[Material for this exercise]:
===
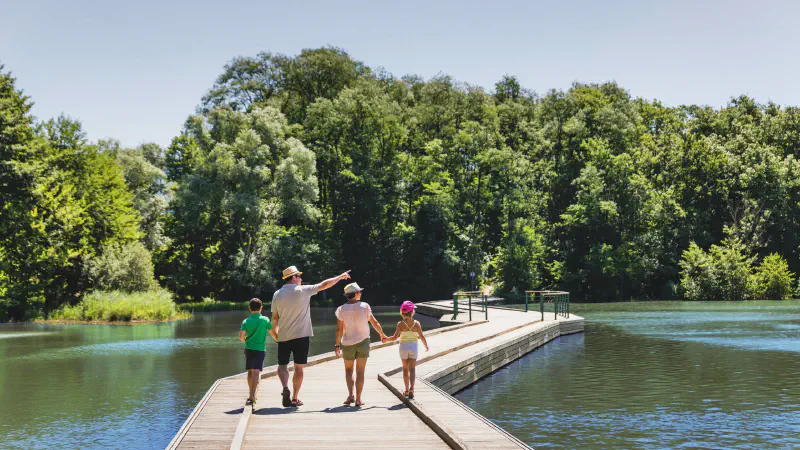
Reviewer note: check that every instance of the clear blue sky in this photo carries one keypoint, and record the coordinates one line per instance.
(135, 70)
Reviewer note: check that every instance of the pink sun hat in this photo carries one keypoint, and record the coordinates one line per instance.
(407, 307)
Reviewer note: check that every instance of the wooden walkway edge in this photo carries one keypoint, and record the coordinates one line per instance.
(464, 353)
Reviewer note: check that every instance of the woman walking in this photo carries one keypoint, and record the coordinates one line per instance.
(352, 339)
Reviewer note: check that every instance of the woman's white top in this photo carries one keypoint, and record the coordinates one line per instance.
(356, 322)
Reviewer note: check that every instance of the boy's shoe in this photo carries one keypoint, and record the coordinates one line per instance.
(287, 398)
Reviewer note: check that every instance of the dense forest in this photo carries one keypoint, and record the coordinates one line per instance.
(320, 161)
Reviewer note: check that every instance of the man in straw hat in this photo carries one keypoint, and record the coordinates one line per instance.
(291, 307)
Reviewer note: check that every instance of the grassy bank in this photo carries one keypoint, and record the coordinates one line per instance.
(118, 306)
(209, 306)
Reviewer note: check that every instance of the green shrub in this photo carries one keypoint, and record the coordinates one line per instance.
(209, 305)
(722, 273)
(113, 306)
(772, 279)
(126, 268)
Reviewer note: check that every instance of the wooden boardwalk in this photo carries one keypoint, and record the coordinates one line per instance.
(459, 355)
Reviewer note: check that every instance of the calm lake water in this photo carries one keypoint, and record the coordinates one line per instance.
(657, 375)
(116, 386)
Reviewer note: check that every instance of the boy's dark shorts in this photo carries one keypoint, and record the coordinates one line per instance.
(298, 347)
(254, 359)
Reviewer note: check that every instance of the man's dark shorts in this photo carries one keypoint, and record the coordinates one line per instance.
(297, 347)
(254, 359)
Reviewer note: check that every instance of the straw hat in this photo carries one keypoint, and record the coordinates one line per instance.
(291, 270)
(352, 288)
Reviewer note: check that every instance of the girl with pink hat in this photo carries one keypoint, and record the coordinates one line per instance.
(409, 331)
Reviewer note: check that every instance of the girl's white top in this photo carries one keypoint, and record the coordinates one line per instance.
(356, 322)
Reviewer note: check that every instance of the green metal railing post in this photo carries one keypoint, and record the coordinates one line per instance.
(541, 305)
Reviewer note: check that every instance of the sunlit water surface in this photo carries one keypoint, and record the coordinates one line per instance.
(657, 375)
(117, 386)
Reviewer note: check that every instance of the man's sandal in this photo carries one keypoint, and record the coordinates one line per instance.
(287, 399)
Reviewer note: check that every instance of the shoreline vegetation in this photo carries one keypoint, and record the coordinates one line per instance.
(120, 307)
(210, 305)
(321, 161)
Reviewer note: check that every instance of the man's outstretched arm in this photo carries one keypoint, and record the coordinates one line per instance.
(332, 281)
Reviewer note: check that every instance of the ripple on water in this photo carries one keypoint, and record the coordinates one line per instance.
(664, 382)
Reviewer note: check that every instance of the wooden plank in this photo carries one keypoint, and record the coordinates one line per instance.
(462, 353)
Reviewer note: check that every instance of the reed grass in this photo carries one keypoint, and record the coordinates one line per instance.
(119, 306)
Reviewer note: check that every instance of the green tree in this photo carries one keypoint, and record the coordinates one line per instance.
(772, 279)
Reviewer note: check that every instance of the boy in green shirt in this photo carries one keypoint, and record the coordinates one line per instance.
(254, 335)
===
[Directions for this task]: Take every line from the one containing "Reviewer note: check that every instance of the shoreline" to the end of the listing and output it exactly, with nothing else.

[Output below]:
Reviewer note: check that every instance of the shoreline vegetation in this photo carries one keypoint, and record the coordinates one line per instance.
(120, 307)
(210, 305)
(321, 161)
Reviewer note: check that every instance of the man's outstretched arm in this photo carries one keypoint, and record the coordinates one line per instance.
(332, 281)
Reviewer note: check that every instance of the ripple on water in this photo carries one keypoint, and record the coordinates one line per instance.
(664, 382)
Reviewer note: check that every instance of the wooden plank in this photo carries one keypoint, and record the coordinates one line per instance.
(462, 353)
Reviewer note: check that every instance of the reed grass in this photo carries one keypoint, and record the coordinates one line per instance.
(119, 306)
Reviewer note: check that every instance of the green tree in this photo carries one keypoint, and record the coordinates one line per instance.
(772, 279)
Reviewer note: check that every instance of the boy in green shirt in this photo carries one keypoint, and record the coordinates one line per instance.
(254, 335)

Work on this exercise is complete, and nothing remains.